(Items listed in a dataset)
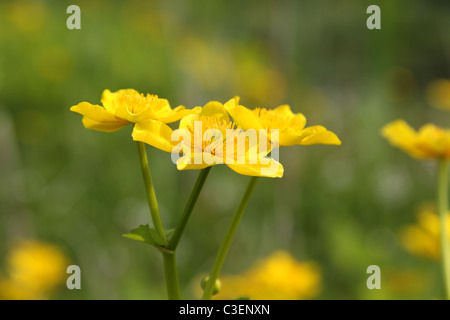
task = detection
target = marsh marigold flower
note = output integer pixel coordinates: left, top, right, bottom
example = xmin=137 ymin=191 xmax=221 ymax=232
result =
xmin=426 ymin=79 xmax=450 ymax=110
xmin=225 ymin=97 xmax=341 ymax=146
xmin=202 ymin=250 xmax=321 ymax=300
xmin=70 ymin=89 xmax=199 ymax=132
xmin=0 ymin=240 xmax=69 ymax=300
xmin=400 ymin=208 xmax=450 ymax=260
xmin=381 ymin=120 xmax=450 ymax=159
xmin=133 ymin=101 xmax=283 ymax=177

■ **Exercise aim**: Please output every line of the records as a Markdown table with the columns "Row" and "Line," giving each nonblank line its own numbered row and leaving out the pictures.

■ **Answer to this problem**:
| Row | Line |
|---|---|
| 1 | task = detection |
| 2 | target = marsh marigold flower |
| 3 | note = output integer pixel coordinates: left, top, right, bottom |
| 4 | example = xmin=137 ymin=191 xmax=221 ymax=232 |
| 5 | result = |
| 6 | xmin=426 ymin=79 xmax=450 ymax=110 |
| 7 | xmin=225 ymin=97 xmax=341 ymax=146 |
| 8 | xmin=202 ymin=250 xmax=321 ymax=300 |
| 9 | xmin=70 ymin=89 xmax=199 ymax=132 |
| 10 | xmin=0 ymin=240 xmax=69 ymax=300 |
| 11 | xmin=400 ymin=208 xmax=450 ymax=260 |
| 12 | xmin=381 ymin=120 xmax=450 ymax=159 |
| 13 | xmin=133 ymin=101 xmax=283 ymax=177 |